What to produce: Which lines in the data below contain the string "shredded"? Copy each of them in full.

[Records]

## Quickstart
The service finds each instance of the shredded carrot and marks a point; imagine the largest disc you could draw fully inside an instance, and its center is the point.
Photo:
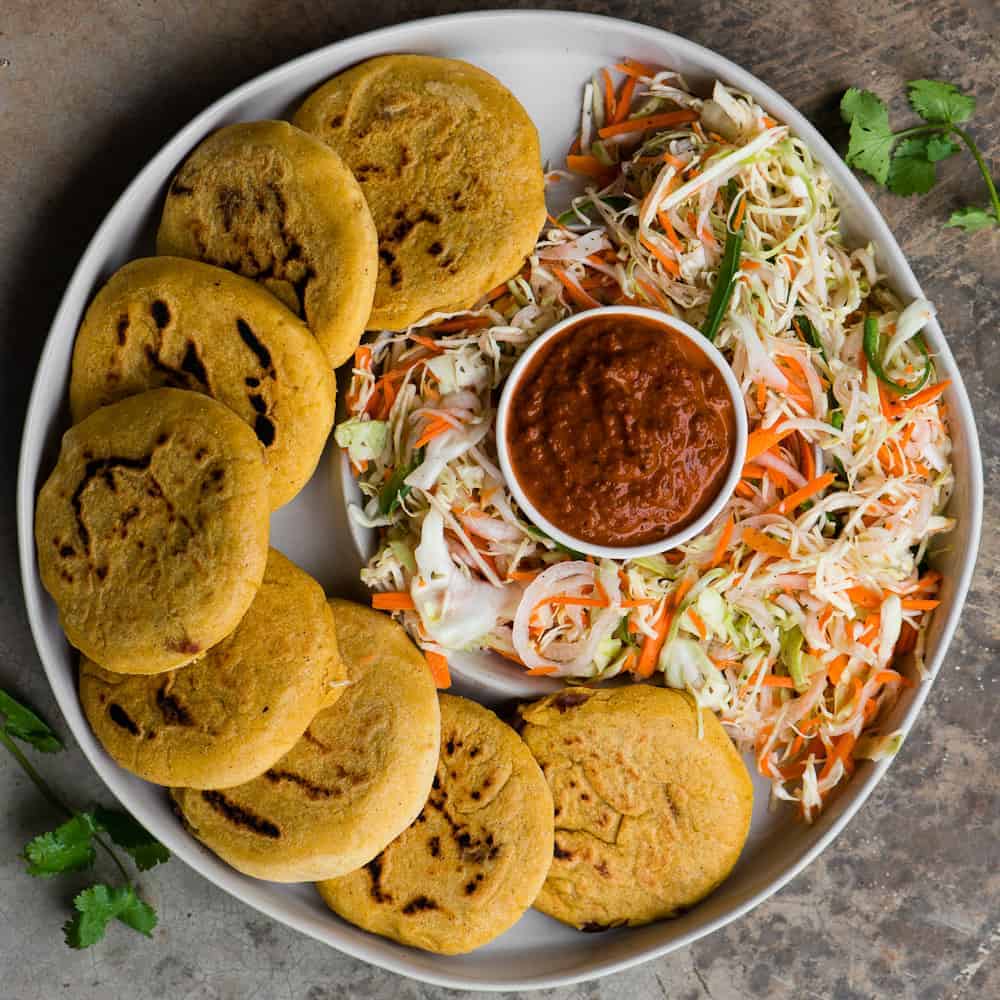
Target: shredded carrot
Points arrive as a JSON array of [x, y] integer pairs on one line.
[[650, 121], [431, 345], [609, 97], [765, 438], [906, 641], [761, 542], [436, 427], [439, 668], [461, 323], [589, 166], [725, 537], [632, 68], [808, 458], [698, 623], [925, 396], [624, 99], [761, 396], [863, 597], [653, 644], [393, 600], [889, 677], [577, 294], [773, 680], [841, 751], [802, 494], [575, 601], [837, 667], [911, 604]]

Task result:
The service finds each instance of the shredded carrot and marks a point; imagine the largest disc you could draw fully inside an instance, and its center is the point.
Target: shredded carrot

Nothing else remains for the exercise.